Challenges:
• 1. In the article on the Peak's wool trades, which publisher issued the 2006 paperback edition of the series?
• 2. Extract the passage of the wool trades article from "The series is" to "drystone walls.", word for word.

Document:

· · ·

BYGONE INDUSTRIES OF THE PEAK: THE WOOL TRADES
This is one of a series of articles published in
The Peak Advertiser, the Peak District's local free newspaper, on 29th June 1998 (p7), and
reproduced by kind permission of its author, Julie Bunting.
The series is now available as a fully-illustrated paperback, published in 2006
by
Wildtrack Publishing of Sheffield (ISBN 1-904098-01-0) See also this
Review by Alan Jacques.
BYGONE INDUSTRIES OF THE PEAK: THE WOOL TRADES
The woollen industry, with all its many branches, has had a
profound influence in the Peak. To begin with the natural
landscape is well suited to large-scale sheep farming, which
began long before open fields were enclosed by our distinctive
drystone walls.

· · ·

Extracted records:
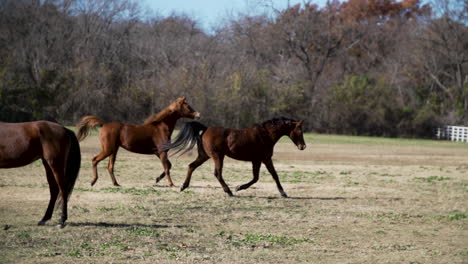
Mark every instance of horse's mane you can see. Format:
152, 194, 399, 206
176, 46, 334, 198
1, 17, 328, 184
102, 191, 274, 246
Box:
143, 104, 172, 125
260, 116, 297, 127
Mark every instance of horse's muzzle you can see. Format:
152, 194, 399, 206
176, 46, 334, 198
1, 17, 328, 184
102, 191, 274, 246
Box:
297, 144, 306, 150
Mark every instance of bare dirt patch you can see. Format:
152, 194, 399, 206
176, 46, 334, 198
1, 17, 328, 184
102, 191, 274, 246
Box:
0, 135, 468, 263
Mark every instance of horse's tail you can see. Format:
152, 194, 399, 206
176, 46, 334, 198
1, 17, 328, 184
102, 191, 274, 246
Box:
76, 116, 104, 141
56, 128, 81, 208
162, 121, 208, 155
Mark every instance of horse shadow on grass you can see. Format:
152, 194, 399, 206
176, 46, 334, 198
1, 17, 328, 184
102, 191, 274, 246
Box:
235, 195, 349, 201
67, 222, 190, 229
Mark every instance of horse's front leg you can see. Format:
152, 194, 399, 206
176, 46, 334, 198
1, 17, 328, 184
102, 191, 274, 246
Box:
212, 155, 233, 196
180, 151, 209, 191
263, 159, 288, 198
37, 160, 60, 225
156, 151, 174, 187
236, 161, 262, 192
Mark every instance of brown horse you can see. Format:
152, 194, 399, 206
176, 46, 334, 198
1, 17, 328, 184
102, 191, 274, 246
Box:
0, 121, 81, 227
77, 97, 200, 186
164, 117, 306, 197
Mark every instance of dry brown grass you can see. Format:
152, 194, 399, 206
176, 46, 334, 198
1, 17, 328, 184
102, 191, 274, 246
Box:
0, 135, 468, 263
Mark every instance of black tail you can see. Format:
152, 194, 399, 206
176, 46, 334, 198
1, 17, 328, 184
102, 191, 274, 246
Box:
163, 121, 208, 155
56, 128, 81, 208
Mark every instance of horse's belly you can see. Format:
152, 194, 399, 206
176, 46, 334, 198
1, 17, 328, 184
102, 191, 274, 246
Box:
122, 142, 157, 154
0, 151, 41, 168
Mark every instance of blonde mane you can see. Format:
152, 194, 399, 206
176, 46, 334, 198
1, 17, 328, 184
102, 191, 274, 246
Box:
143, 100, 177, 125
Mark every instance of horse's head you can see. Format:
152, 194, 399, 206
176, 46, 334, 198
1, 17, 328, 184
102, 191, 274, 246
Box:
288, 120, 306, 150
171, 96, 200, 119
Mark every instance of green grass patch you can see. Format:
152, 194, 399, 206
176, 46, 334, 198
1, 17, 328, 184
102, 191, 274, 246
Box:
101, 187, 161, 195
435, 212, 468, 221
414, 176, 450, 183
219, 232, 311, 247
292, 133, 467, 148
127, 227, 160, 236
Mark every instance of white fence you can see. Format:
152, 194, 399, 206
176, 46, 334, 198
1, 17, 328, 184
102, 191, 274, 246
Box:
435, 126, 468, 142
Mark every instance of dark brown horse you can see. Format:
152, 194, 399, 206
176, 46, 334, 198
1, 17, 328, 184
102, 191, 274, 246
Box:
77, 97, 200, 186
164, 117, 306, 197
0, 121, 81, 227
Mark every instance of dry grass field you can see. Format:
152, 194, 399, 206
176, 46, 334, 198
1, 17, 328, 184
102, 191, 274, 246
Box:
0, 134, 468, 264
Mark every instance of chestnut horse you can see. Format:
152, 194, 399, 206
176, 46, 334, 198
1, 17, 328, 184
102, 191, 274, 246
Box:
0, 121, 81, 227
77, 97, 200, 186
164, 117, 306, 197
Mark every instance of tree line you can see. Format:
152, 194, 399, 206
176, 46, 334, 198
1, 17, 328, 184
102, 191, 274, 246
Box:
0, 0, 468, 137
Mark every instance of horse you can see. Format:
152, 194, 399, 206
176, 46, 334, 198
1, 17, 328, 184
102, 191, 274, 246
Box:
0, 121, 81, 228
164, 117, 306, 198
77, 97, 200, 187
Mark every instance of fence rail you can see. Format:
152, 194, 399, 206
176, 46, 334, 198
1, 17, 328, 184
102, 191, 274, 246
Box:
435, 126, 468, 142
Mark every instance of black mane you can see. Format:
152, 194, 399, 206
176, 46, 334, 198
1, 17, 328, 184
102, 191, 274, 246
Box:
261, 116, 297, 127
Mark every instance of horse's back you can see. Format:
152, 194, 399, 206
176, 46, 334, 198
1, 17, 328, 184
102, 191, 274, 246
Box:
0, 121, 68, 168
203, 127, 269, 161
99, 122, 156, 154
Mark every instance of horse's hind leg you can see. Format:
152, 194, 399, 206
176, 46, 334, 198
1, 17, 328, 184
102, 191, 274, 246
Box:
37, 160, 60, 225
156, 151, 174, 187
180, 152, 209, 191
91, 150, 115, 186
263, 159, 288, 198
236, 161, 262, 192
212, 155, 233, 196
107, 150, 120, 186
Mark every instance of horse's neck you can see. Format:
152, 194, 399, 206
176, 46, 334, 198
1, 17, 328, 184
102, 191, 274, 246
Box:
259, 128, 285, 146
159, 112, 180, 132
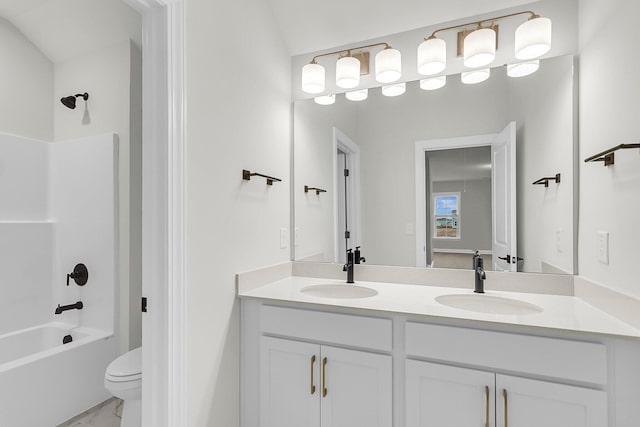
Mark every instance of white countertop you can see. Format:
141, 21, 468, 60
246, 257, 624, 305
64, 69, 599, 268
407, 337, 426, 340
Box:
238, 276, 640, 338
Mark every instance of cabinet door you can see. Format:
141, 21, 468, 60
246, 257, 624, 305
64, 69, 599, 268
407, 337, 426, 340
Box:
496, 375, 608, 427
260, 337, 320, 427
318, 346, 393, 427
406, 360, 496, 427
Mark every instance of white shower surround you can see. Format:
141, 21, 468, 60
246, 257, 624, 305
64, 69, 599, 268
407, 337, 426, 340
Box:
0, 134, 118, 426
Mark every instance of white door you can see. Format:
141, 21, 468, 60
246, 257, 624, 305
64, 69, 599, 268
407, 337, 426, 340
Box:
406, 360, 496, 427
320, 346, 393, 427
496, 375, 608, 427
260, 337, 320, 427
491, 122, 518, 271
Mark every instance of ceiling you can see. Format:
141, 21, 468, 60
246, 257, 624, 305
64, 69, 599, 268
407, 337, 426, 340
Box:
0, 0, 142, 63
266, 0, 534, 56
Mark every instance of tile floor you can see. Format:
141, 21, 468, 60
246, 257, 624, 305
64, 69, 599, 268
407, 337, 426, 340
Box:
58, 397, 122, 427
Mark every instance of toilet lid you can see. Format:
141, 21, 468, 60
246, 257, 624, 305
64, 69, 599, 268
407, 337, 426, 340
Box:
105, 347, 142, 381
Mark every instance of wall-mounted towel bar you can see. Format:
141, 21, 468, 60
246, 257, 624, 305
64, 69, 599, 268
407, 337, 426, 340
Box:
584, 144, 640, 166
242, 169, 282, 185
533, 173, 560, 187
304, 185, 327, 194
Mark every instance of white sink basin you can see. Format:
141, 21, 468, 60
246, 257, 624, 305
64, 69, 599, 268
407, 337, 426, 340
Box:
436, 294, 543, 315
300, 283, 378, 299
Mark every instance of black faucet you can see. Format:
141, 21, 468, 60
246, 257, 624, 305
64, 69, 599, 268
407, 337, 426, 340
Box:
56, 301, 84, 314
342, 249, 354, 283
473, 251, 487, 294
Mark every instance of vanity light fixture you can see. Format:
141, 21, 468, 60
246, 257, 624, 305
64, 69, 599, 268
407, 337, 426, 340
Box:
515, 13, 551, 60
336, 55, 360, 89
507, 59, 540, 77
382, 82, 407, 96
302, 43, 402, 94
464, 28, 498, 68
344, 89, 369, 101
420, 76, 447, 90
460, 68, 491, 85
418, 11, 551, 76
375, 46, 402, 83
313, 93, 336, 105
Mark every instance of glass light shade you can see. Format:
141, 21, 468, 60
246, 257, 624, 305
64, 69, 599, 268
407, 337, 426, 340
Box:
344, 89, 369, 101
302, 64, 324, 93
464, 28, 496, 68
420, 76, 447, 90
460, 68, 491, 85
313, 93, 336, 105
375, 48, 402, 83
515, 18, 551, 60
382, 83, 407, 96
336, 56, 360, 89
507, 59, 540, 77
418, 38, 447, 76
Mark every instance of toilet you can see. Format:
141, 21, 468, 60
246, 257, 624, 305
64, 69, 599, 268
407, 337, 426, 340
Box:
104, 347, 142, 427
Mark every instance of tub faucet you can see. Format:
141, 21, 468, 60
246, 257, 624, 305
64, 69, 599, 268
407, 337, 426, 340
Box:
56, 301, 84, 314
473, 251, 487, 294
342, 249, 353, 283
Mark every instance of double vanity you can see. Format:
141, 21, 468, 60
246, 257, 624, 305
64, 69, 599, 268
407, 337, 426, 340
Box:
238, 262, 640, 427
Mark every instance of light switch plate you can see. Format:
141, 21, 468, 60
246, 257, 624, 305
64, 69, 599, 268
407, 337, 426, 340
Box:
280, 227, 287, 249
598, 231, 609, 264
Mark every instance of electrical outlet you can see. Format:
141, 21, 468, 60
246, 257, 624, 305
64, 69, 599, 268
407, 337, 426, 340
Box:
556, 228, 562, 253
404, 222, 416, 235
598, 231, 609, 264
280, 227, 287, 249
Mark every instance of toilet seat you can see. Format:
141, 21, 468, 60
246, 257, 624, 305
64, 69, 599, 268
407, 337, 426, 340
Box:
104, 347, 142, 383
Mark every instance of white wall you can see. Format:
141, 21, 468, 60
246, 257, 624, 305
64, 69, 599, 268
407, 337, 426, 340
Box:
52, 41, 142, 352
579, 0, 640, 298
185, 0, 292, 427
508, 56, 578, 273
0, 18, 53, 140
48, 134, 118, 331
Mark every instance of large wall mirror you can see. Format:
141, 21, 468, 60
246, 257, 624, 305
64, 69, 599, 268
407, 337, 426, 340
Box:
294, 56, 577, 274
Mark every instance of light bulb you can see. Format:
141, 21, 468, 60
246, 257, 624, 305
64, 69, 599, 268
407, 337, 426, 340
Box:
375, 48, 402, 83
336, 56, 360, 89
515, 17, 551, 60
418, 37, 447, 76
464, 28, 496, 68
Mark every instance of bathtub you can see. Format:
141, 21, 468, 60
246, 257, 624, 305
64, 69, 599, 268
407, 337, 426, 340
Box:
0, 322, 117, 427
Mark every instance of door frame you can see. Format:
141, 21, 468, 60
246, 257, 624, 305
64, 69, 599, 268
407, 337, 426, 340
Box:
123, 0, 187, 427
333, 127, 360, 262
415, 133, 498, 268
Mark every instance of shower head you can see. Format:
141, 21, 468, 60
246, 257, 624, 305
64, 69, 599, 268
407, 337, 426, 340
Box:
60, 92, 89, 110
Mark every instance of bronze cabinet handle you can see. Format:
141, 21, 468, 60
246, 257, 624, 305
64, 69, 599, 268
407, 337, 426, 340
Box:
502, 389, 509, 427
322, 357, 327, 397
484, 386, 489, 427
311, 354, 316, 394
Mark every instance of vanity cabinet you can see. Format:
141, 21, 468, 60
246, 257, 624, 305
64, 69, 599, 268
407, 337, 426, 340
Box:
259, 307, 393, 427
260, 337, 392, 427
406, 360, 607, 427
405, 322, 608, 427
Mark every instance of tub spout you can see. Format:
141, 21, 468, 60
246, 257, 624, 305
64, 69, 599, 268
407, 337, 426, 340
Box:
56, 301, 84, 314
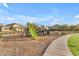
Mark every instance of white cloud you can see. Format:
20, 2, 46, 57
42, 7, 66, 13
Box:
53, 18, 59, 22
0, 17, 16, 21
74, 15, 79, 20
3, 3, 8, 8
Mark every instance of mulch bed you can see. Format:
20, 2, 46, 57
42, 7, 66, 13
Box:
0, 35, 60, 56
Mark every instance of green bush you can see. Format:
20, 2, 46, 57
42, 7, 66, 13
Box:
61, 32, 67, 35
0, 33, 3, 38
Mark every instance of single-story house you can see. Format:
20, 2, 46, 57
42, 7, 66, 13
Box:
0, 23, 24, 32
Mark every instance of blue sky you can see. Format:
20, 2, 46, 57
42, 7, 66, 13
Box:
0, 3, 79, 25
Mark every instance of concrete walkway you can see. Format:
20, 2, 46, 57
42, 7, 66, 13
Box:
43, 35, 72, 56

· · ·

Task-by-task answers:
• 1. Wildtrack Publishing of Sheffield

• 2.
The series is now available as a fully-illustrated paperback, published in 2006
by
Wildtrack Publishing of Sheffield (ISBN 1-904098-01-0) See also this
Review by Alan Jacques.
BYGONE INDUSTRIES OF THE PEAK: THE WOOL TRADES
The woollen industry, with all its many branches, has had a
profound influence in the Peak. To begin with the natural
landscape is well suited to large-scale sheep farming, which
began long before open fields were enclosed by our distinctive
drystone walls.